#### Given instruction
Reproduce the entire listing word for word.

#### Data provided
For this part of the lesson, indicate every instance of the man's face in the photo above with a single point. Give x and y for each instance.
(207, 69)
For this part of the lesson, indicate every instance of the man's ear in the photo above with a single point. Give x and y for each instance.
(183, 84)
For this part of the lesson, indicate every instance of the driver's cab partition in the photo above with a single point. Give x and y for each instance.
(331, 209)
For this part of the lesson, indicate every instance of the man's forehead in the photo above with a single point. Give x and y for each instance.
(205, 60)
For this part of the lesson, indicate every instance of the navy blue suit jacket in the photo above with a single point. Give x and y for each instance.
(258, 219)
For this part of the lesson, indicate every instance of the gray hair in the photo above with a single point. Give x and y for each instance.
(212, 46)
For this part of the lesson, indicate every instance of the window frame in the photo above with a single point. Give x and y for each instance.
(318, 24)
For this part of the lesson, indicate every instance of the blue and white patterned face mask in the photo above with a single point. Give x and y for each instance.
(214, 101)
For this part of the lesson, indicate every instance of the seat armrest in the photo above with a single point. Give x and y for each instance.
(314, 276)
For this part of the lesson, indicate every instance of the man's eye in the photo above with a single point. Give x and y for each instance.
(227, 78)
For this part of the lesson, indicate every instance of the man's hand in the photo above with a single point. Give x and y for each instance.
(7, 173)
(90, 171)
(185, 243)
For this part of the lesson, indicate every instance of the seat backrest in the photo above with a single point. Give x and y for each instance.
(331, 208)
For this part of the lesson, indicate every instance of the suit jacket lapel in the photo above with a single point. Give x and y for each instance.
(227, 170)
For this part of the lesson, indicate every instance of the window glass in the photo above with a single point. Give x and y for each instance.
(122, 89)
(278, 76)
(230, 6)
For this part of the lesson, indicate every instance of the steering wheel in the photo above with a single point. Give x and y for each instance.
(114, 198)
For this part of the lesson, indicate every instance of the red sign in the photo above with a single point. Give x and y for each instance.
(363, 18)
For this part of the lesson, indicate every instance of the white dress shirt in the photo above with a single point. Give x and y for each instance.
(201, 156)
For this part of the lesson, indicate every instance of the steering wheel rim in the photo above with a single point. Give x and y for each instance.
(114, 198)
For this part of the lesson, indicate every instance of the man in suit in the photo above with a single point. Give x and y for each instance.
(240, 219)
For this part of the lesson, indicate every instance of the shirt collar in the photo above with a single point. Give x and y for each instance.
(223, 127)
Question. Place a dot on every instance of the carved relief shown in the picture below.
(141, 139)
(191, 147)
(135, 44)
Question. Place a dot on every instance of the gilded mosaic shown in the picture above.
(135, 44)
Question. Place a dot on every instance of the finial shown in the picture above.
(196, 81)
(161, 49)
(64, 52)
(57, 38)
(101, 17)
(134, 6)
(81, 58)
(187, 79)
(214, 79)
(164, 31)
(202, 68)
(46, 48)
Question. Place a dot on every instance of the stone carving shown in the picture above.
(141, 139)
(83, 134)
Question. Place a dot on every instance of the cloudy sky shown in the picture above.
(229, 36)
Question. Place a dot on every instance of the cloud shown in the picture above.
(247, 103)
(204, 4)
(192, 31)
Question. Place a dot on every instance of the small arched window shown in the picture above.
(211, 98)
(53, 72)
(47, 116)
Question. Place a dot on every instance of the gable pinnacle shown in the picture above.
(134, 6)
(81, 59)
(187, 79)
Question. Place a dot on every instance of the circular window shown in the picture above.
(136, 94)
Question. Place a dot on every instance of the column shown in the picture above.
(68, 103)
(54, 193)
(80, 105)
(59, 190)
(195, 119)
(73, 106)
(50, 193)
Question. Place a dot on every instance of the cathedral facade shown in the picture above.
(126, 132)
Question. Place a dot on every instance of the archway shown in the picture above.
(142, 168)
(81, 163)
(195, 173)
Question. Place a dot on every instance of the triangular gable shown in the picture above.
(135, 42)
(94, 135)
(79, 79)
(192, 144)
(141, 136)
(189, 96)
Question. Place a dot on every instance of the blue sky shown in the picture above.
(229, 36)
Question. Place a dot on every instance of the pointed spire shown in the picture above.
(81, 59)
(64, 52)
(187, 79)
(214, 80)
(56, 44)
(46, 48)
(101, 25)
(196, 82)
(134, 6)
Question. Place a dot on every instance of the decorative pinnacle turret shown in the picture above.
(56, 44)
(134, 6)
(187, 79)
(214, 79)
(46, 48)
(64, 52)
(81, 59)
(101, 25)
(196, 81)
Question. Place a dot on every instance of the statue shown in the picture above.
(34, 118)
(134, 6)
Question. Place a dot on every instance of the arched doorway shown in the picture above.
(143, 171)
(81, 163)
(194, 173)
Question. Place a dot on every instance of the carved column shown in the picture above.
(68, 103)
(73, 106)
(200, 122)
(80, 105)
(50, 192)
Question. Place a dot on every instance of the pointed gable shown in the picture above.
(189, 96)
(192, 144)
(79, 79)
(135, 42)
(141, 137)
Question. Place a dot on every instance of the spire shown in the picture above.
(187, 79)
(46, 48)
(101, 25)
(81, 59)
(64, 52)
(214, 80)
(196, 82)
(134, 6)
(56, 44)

#### Response
For this part of the lesson, indicate every instance of the man's face in the photo above with a single point. Give x and y for each instance.
(207, 69)
For this part of the lesson, indicate every instance of the man's ear in the photo above with a single point. Give x and y for each instance.
(183, 84)
For this part of the lesson, indicate every instance of the driver's cab partition in the photo above with a single point. Give x and y for each instance.
(331, 209)
For this part of the lesson, indicate every instance of the man's forehead in the photo above with a single point. Give x and y for each instance.
(205, 60)
For this part of the lesson, indicate every instance of the navy blue suit jacket in the photo above with a single point. Give x and y for each instance.
(258, 219)
For this part of the lesson, indicate every instance of the gray hair in the photo above with a single point. Give x and y for each instance.
(212, 46)
For this part of the lesson, indicate every instance of the window frame in the photo above with a single point. Give x and y for each instance.
(318, 24)
For this part of the lesson, indicate every instance of the blue and white patterned face mask in the photo above with a single point. Give x and y for each instance.
(214, 101)
For this part of the lesson, indicate every instance of the seat armrest in the photo above with a single point. Give x and y for each instance.
(314, 276)
For this part of the lesson, indicate every instance of the man's eye in the photo above with a single point. Give x and y for each instance.
(227, 78)
For this part of the lesson, indicate every instance of the man's hand in the photo above with a single point. Give x and y for each instance.
(7, 173)
(90, 171)
(185, 243)
For this part of the lesson, indicate every instance of the seat backrest in the photo above with a single point. Give x and y for each instance.
(331, 208)
For this part of the lesson, indicate every instance of the suit jacket lapel in the photo above with a single point. Give x and y for each instance.
(227, 170)
For this part of the lesson, indicate every instance of the window glass in the photo above with a single point. Give x and y for each instance.
(122, 89)
(278, 76)
(230, 6)
For this part of the lesson, indicate every instance of the steering wheel in the photo above with a single point. Give x and y for each instance.
(114, 198)
For this part of the lesson, indicate every instance of the red sign in the photo above with a single point. Give x and y for each instance.
(363, 18)
For this part of the lesson, indicate every instance of the white dress shirt in the photo above with a single point. Give x and y for each instance.
(201, 156)
For this part of the lesson, indicate every instance of the steering wheel rim in the photo above with a single point. Give x and y for each instance.
(114, 198)
For this part of the lesson, indicate every instance of the man in suit in the photo above with a single point. Give x and y for each instance.
(240, 219)
For this part of the lesson, indicate every instance of the shirt collar in the photo above with a single point. Give x and y for each instance.
(223, 127)
Question. Place a dot on every instance of the carved relief shown in the picture below.
(141, 139)
(191, 147)
(135, 44)
Question. Place a dot on every instance of the gilded mosaic shown in the picture above.
(135, 44)
Question. Place a dot on every instance of the finial shown in the picture above.
(196, 81)
(161, 49)
(64, 52)
(57, 38)
(101, 17)
(134, 6)
(81, 58)
(187, 79)
(214, 79)
(164, 31)
(202, 68)
(46, 48)
Question. Place a dot on every instance of the stone carving shown in the picture above.
(141, 139)
(83, 134)
Question. Place a dot on every instance of the cloudy sky shown in the picture above.
(229, 36)
Question. Place a dot on every instance of the cloud shown in the picture above.
(247, 103)
(204, 4)
(192, 31)
Question. Place a dot on every instance of the small arched window shown in the picture above.
(211, 98)
(53, 72)
(47, 116)
Question. Place a dot on every instance of the gable pinnacle shown in the picture above.
(134, 6)
(81, 59)
(187, 79)
Question. Place a dot on every instance of the circular window shown in the picture above.
(136, 94)
Question. Place a dot on every instance of the column shown in the picture above.
(68, 103)
(54, 193)
(80, 105)
(59, 190)
(195, 119)
(73, 106)
(50, 193)
Question. Place a dot on every instance of the cathedral facade shown in the picture above.
(126, 132)
Question. Place a dot on every instance of the archway shown in the picture above.
(142, 168)
(81, 163)
(195, 173)
Question. Place a dot on every instance of the triangular gable shown in the picture above.
(135, 42)
(94, 135)
(79, 79)
(192, 144)
(141, 136)
(189, 96)
Question. Place a dot on every instance of the blue sky shown in the picture above.
(229, 36)
Question. Place a dot on every instance of the pointed spire shown in the picture above.
(81, 59)
(64, 52)
(187, 79)
(214, 80)
(56, 44)
(46, 48)
(101, 25)
(196, 82)
(134, 6)
Question. Place a dot on every instance of the decorative pinnacle turret shown in the picture above.
(56, 44)
(134, 6)
(187, 79)
(214, 79)
(46, 48)
(64, 52)
(81, 59)
(101, 25)
(196, 81)
Question. Place a dot on every instance of the statue shown in the picture above.
(34, 118)
(134, 6)
Question. Place a dot on every instance of the arched doorway shown in the picture above.
(143, 171)
(81, 163)
(194, 173)
Question. Place a dot on every instance of the carved column shown in the picture above.
(68, 103)
(73, 106)
(200, 122)
(80, 105)
(50, 192)
Question. Place a dot on every instance of the pointed gable shown in the picture above.
(189, 96)
(192, 144)
(79, 79)
(135, 42)
(141, 137)
Question. Place a dot on every instance of the spire shown in the picture above.
(187, 79)
(46, 48)
(101, 25)
(81, 59)
(64, 52)
(214, 80)
(196, 82)
(134, 6)
(56, 44)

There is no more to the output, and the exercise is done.